"There's
always this fascination about the countertenor voice. But I've never really
understood what that is, because I'm doing it every day – it's my voice.
Yet when we sing, people cry and we get love letters. You get used to
that." He turns to Jaroussky. "But I experienced, for the first time,
what other people feel when I heard your recording Opium. I got goosebumps.
For the first time in my life – I'm serious, Philippe – I thought, 'A-ha! This
is why people are so fascinated by our voices.'"
The speaker
is Andreas Scholl, and the Jaroussky he is talking to is Philippe Jaroussky,
eleven years his junior and an absolute knockout as a singer.
And the
countertenor voice? Well, it’s something of a mystery: most people believe that
it’s produced as a kind of falsetto, but it turns out that, in the lower
register, some notes can be produced naturally in what’s known as “chest
voice.” (Full disclosure—I have only the dimmest idea of what this is, and a
better blogger would look it up and report it to you. And why don’t I know more
than the fact that singers feel that, when singing in “head voice,” they’re
using their heads as resonance chambers? Mainly because there’s still a lot we
don’t know, though apparently the whole physiology of singing has increased a
lot over the last twenty years. So singers, while the rest of us are busy
getting off to work and raising the children, spend lots of hours debating
whether countertenors are male sopranos, male altos, or falsettoists. Oh, and by the way, you really, really,
don’t want to get into the debate, so if you meet a high-voiced male singer at
a party—rare, but it might happen—don’t call him a countertenor, or
anything else. Otherwise, you’ll be lectured to for the rest of the night about
vocal production.)
At any
rate, there’s no question that the countertenor is a particularly lovely voice.
But the mystery is that we have it at all, since but for one man, Alfred Deller, we might
not have it at all.
Deller,
born in 1912, championed the countertenor voice, and was instrumental in
championing what has come to be called “historically informed performance”
practice. And that would be? Well, it goes from using the “correct” instrument
of the time (a harpsichord,
not a piano; a theorbo, not
a guitar) to correct tuning (our modern tuning is much higher than early music,
and anybody who has played a cello tuned half a step lower—I think you can
guess whom I mean—knows that the instrument responds wonderfully) to proper
articulation and performance technique. Supposedly, all this leads to hearing music
the way that the composer would have wanted / would have heard it.
So Deller
was out there when nobody else was, and at a time when men were singing like
women? I’ve always wondered about the beard that Deller wore all his life, even
at that point when facial hair was tantamount to declaring yourself a
Communist. And there’s that famous quote of the French woman
who said: "Monsieur, vous êtes
eunuque"—to which Deller replied, "I think you mean 'unique,'
madam."

====

TASK A
In the countertenor text, reproduce the passage between "But the mystery" and "have heard it.", inclusive, renaming "theorbo" as "lute".
TASK B
Translate this sentence from the countertenor text into Spanish: "At any rate, there’s no question that the countertenor is a particularly lovely voice."

INPUT DATA
====

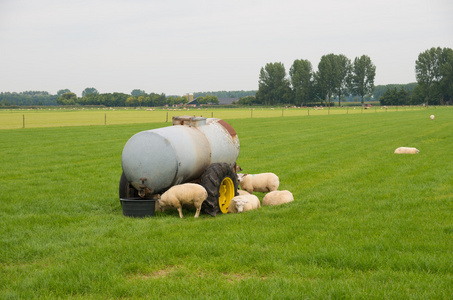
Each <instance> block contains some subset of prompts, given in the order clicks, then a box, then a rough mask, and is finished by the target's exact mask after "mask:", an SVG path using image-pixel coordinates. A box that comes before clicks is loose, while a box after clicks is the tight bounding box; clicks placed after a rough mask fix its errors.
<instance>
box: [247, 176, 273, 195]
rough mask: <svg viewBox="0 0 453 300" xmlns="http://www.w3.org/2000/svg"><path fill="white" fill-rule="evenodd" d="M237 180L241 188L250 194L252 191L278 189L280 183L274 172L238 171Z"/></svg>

====

YOUR SOLUTION A
But the mystery is that we have it at all, since but for one man, Alfred Deller, we might
not have it at all.
Deller,
born in 1912, championed the countertenor voice, and was instrumental in
championing what has come to be called “historically informed performance”
practice. And that would be? Well, it goes from using the “correct” instrument
of the time (a harpsichord,
not a piano; a lute, not
a guitar) to correct tuning (our modern tuning is much higher than early music,
and anybody who has played a cello tuned half a step lower—I think you can
guess whom I mean—knows that the instrument responds wonderfully) to proper
articulation and performance technique. Supposedly, all this leads to hearing music
the way that the composer would have wanted / would have heard it.

YOUR SOLUTION B
En cualquier caso, no cabe duda de que el contratenor es una voz particularmente hermosa.